[Stored data entries]
• • • •

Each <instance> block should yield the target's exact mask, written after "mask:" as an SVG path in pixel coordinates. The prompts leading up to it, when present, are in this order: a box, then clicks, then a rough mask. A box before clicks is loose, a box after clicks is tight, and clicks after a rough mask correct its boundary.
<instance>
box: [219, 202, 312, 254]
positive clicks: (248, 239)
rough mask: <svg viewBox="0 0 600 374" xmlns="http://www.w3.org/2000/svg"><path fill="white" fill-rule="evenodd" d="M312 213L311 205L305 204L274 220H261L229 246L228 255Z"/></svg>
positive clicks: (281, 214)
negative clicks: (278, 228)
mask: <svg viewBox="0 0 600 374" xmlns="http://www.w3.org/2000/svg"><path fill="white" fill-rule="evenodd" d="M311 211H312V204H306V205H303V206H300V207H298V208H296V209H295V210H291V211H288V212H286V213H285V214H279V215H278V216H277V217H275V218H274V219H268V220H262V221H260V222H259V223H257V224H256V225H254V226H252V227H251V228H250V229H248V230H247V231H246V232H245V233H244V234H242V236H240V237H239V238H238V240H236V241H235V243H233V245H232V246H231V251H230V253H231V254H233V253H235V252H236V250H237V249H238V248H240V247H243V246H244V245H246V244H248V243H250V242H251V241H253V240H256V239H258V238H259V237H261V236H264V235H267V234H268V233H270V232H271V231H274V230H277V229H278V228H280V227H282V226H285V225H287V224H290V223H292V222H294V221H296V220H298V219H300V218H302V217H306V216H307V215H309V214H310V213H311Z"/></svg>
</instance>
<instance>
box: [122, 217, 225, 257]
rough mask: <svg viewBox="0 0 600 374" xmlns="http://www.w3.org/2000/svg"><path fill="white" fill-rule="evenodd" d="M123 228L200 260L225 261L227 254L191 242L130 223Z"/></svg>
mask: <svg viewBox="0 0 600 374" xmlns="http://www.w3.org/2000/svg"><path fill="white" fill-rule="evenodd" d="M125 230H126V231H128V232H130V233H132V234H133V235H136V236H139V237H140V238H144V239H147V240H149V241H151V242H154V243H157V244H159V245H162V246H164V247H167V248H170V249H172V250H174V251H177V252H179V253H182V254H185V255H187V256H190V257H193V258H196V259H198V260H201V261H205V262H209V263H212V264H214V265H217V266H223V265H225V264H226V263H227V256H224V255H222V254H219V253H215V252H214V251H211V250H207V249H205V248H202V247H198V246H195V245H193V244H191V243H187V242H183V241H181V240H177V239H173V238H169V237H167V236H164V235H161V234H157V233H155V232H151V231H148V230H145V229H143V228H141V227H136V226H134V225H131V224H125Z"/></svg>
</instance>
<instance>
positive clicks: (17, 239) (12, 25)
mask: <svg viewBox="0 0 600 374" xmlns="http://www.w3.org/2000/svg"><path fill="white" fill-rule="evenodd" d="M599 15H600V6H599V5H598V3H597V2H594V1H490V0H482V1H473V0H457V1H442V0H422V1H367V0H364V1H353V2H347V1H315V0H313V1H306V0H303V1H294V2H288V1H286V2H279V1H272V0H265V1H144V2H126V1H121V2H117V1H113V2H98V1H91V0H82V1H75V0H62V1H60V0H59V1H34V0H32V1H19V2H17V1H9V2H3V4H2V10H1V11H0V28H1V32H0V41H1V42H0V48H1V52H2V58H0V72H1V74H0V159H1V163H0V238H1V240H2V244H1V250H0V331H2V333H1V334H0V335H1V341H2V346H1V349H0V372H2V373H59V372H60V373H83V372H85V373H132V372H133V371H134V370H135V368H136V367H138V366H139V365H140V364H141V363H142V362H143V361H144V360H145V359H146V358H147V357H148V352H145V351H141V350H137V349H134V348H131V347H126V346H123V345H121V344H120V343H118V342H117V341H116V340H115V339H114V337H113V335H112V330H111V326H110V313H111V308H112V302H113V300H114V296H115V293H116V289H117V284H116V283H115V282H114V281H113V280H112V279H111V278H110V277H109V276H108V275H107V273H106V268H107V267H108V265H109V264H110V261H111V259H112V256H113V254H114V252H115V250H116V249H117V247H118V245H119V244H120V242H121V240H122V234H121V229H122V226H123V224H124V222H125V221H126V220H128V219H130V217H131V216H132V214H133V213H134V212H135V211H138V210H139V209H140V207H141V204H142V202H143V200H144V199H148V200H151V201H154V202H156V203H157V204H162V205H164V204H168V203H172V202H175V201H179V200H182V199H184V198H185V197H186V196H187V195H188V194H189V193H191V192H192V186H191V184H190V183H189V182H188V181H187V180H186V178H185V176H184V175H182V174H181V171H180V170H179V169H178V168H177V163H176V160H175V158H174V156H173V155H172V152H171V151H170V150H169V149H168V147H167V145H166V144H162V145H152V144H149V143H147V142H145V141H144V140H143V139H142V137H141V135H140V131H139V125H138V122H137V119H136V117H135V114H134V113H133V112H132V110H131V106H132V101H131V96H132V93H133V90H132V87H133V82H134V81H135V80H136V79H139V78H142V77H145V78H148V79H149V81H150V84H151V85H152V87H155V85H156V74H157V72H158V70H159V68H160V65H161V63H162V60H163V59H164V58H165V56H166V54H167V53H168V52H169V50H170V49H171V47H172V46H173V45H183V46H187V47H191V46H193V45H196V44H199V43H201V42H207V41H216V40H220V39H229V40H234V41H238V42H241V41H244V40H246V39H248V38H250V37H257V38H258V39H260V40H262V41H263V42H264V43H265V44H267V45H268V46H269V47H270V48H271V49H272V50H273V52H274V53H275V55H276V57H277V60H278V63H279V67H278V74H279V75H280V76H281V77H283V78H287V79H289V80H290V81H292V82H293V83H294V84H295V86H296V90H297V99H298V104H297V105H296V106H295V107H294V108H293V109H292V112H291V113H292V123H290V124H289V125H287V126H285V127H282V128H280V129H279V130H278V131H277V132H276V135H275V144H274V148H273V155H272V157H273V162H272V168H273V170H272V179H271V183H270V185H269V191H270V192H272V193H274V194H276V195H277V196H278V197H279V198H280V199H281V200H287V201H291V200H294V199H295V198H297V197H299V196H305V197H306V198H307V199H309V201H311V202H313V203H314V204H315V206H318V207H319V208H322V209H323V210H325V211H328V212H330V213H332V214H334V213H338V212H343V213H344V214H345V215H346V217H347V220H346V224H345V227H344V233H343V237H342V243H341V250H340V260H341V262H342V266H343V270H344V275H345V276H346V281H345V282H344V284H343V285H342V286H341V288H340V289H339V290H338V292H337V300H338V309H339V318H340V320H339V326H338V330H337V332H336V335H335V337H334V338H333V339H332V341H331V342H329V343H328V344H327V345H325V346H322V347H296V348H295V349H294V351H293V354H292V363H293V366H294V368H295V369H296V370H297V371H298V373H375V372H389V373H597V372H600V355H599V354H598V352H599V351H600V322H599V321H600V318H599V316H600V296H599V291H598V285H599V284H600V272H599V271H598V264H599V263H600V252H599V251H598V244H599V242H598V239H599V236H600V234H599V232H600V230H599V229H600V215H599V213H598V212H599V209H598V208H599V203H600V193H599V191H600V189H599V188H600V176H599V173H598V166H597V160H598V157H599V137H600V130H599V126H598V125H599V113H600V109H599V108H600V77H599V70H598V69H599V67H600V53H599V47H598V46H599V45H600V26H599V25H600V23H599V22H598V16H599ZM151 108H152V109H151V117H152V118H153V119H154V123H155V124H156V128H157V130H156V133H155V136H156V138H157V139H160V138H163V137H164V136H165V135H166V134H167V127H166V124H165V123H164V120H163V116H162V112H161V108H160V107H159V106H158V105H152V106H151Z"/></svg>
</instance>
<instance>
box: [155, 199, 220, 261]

• • • •

● ASSIGNMENT
Each record must be transcribed exactly, with nothing left out.

● EXPECTED OUTPUT
Each <instance> block should yield the target's exact mask, written after "mask:" as an SVG path in pixel coordinates. The prompts leading up to it, when present, are in this order: a box, then clicks, then a rough mask. A box before clicks is loose, a box after clicks is tight, and clicks after a rough mask correct its boundary.
<instance>
box: [219, 202, 312, 254]
positive clicks: (248, 239)
rough mask: <svg viewBox="0 0 600 374" xmlns="http://www.w3.org/2000/svg"><path fill="white" fill-rule="evenodd" d="M312 213L311 205L305 204L274 220H261L229 246L228 255Z"/></svg>
positive clicks: (281, 214)
negative clicks: (278, 228)
mask: <svg viewBox="0 0 600 374" xmlns="http://www.w3.org/2000/svg"><path fill="white" fill-rule="evenodd" d="M311 211H312V204H306V205H303V206H300V207H298V208H296V209H295V210H291V211H288V212H286V213H285V214H279V215H278V216H277V217H275V218H274V219H268V220H262V221H260V222H259V223H257V224H256V225H254V226H252V227H251V228H250V229H248V230H247V231H246V232H245V233H244V234H242V236H240V237H239V238H238V240H236V241H235V243H233V245H232V246H231V251H230V253H231V254H233V253H235V252H236V250H237V249H238V248H240V247H243V246H244V245H246V244H248V243H250V242H251V241H253V240H256V239H258V238H259V237H261V236H264V235H267V234H268V233H270V232H271V231H274V230H277V229H278V228H280V227H282V226H285V225H287V224H290V223H292V222H294V221H296V220H298V219H300V218H302V217H306V216H307V215H309V214H310V213H311Z"/></svg>
</instance>
<instance>
box: [122, 217, 225, 257]
rough mask: <svg viewBox="0 0 600 374" xmlns="http://www.w3.org/2000/svg"><path fill="white" fill-rule="evenodd" d="M123 228L200 260L225 261L227 254L191 242L130 223Z"/></svg>
mask: <svg viewBox="0 0 600 374" xmlns="http://www.w3.org/2000/svg"><path fill="white" fill-rule="evenodd" d="M125 230H126V231H128V232H130V233H132V234H133V235H136V236H139V237H140V238H144V239H147V240H149V241H151V242H154V243H157V244H159V245H162V246H164V247H167V248H170V249H172V250H174V251H177V252H179V253H182V254H185V255H187V256H190V257H193V258H196V259H198V260H201V261H205V262H209V263H212V264H214V265H217V266H223V265H225V264H226V263H227V256H224V255H222V254H219V253H215V252H214V251H211V250H207V249H205V248H202V247H198V246H195V245H193V244H191V243H187V242H183V241H181V240H177V239H173V238H169V237H167V236H164V235H161V234H157V233H155V232H151V231H148V230H145V229H143V228H141V227H136V226H134V225H131V224H125Z"/></svg>
</instance>
<instance>
positive clicks: (17, 239) (12, 25)
mask: <svg viewBox="0 0 600 374" xmlns="http://www.w3.org/2000/svg"><path fill="white" fill-rule="evenodd" d="M599 15H600V6H599V5H598V3H597V2H594V1H490V0H482V1H473V0H457V1H442V0H422V1H367V0H364V1H353V2H347V1H315V0H313V1H306V0H303V1H294V2H288V1H286V2H279V1H272V0H265V1H144V2H126V1H121V2H117V1H113V2H98V1H91V0H82V1H75V0H62V1H60V0H59V1H34V0H32V1H19V2H17V1H9V2H3V4H2V10H1V11H0V28H1V32H0V41H1V42H0V48H1V52H2V58H0V72H1V74H0V159H1V163H0V238H1V240H2V244H1V250H0V331H2V333H1V334H0V335H1V341H2V346H1V349H0V372H2V373H59V372H60V373H83V372H85V373H132V372H133V371H134V370H135V368H136V367H138V366H139V365H140V364H141V363H142V362H143V361H144V360H145V359H146V358H147V357H148V352H145V351H141V350H137V349H134V348H131V347H126V346H123V345H121V344H120V343H118V342H117V341H116V340H115V339H114V337H113V335H112V330H111V326H110V313H111V308H112V302H113V300H114V296H115V293H116V289H117V284H116V283H115V282H114V281H113V280H112V279H111V278H110V277H109V276H108V275H107V273H106V268H107V267H108V265H109V264H110V261H111V259H112V256H113V254H114V252H115V250H116V249H117V247H118V245H119V244H120V242H121V240H122V234H121V229H122V226H123V224H124V222H125V221H126V220H128V219H130V217H131V216H132V214H133V213H134V212H135V211H138V210H139V209H140V207H141V204H142V202H143V200H144V199H148V200H151V201H154V202H156V203H157V204H162V205H164V204H168V203H172V202H175V201H179V200H182V199H184V198H185V197H186V196H187V195H188V194H189V193H191V192H192V186H191V184H190V183H189V182H188V181H187V180H186V178H185V176H184V175H182V174H181V171H180V170H179V169H178V168H177V163H176V160H175V158H174V156H173V155H172V152H171V151H170V150H169V149H168V147H167V145H166V144H162V145H152V144H149V143H147V142H145V141H144V140H143V139H142V137H141V135H140V131H139V125H138V122H137V119H136V117H135V114H134V113H133V112H132V110H131V106H132V101H131V96H132V93H133V90H132V87H133V82H134V81H135V80H136V79H139V78H142V77H145V78H148V79H149V81H150V84H151V85H152V87H155V85H156V74H157V72H158V70H159V68H160V65H161V63H162V60H163V59H164V58H165V56H166V54H167V53H168V52H169V50H170V49H171V47H172V46H173V45H183V46H187V47H191V46H193V45H196V44H199V43H201V42H207V41H216V40H220V39H229V40H234V41H238V42H241V41H244V40H246V39H248V38H250V37H257V38H258V39H260V40H262V41H263V42H264V43H265V44H267V45H268V46H269V47H270V48H271V49H272V50H273V52H274V53H275V55H276V57H277V60H278V63H279V67H278V74H279V75H280V76H281V77H283V78H287V79H289V80H290V81H292V82H293V83H294V84H295V86H296V90H297V99H298V104H297V105H296V106H295V107H294V108H293V109H292V112H291V113H292V123H290V124H289V125H287V126H285V127H282V128H280V129H279V130H278V131H277V132H276V135H275V144H274V148H273V155H272V157H273V162H272V168H273V170H272V179H271V183H270V185H269V191H270V192H272V193H274V194H276V195H277V196H278V197H279V198H280V199H281V200H287V201H291V200H294V199H295V198H297V197H299V196H305V197H306V198H307V199H309V201H311V202H313V203H314V204H315V206H318V207H319V208H322V209H323V210H325V211H328V212H330V213H332V214H334V213H338V212H343V213H344V214H345V215H346V217H347V220H346V224H345V227H344V233H343V237H342V243H341V250H340V260H341V262H342V266H343V270H344V275H345V276H346V281H345V282H344V284H343V285H342V286H341V288H340V289H339V290H338V292H337V300H338V309H339V318H340V320H339V326H338V330H337V332H336V335H335V337H334V338H333V339H332V341H331V342H329V343H328V344H327V345H325V346H322V347H296V348H295V349H294V351H293V354H292V363H293V366H294V368H295V369H296V370H297V371H298V373H375V372H389V373H597V372H600V355H599V354H598V352H599V351H600V322H599V321H600V318H599V316H600V296H599V291H598V285H599V284H600V272H599V271H598V264H599V263H600V252H599V251H598V244H599V242H598V239H599V236H600V234H599V232H600V230H599V229H600V215H599V213H598V212H599V209H598V208H599V203H600V193H599V191H600V189H599V188H600V176H599V173H598V166H597V160H598V157H599V137H600V130H599V126H598V125H599V113H600V109H599V108H600V77H599V70H598V69H599V67H600V53H599V47H598V46H599V45H600V26H599V25H600V23H599V22H598V16H599ZM151 108H152V109H151V117H152V118H153V119H154V123H155V124H156V128H157V130H156V133H155V136H156V138H157V139H160V138H163V137H164V136H165V135H166V134H167V127H166V124H165V123H164V120H163V116H162V112H161V108H160V107H159V106H158V105H152V106H151Z"/></svg>
</instance>
<instance>
box: [155, 199, 220, 261]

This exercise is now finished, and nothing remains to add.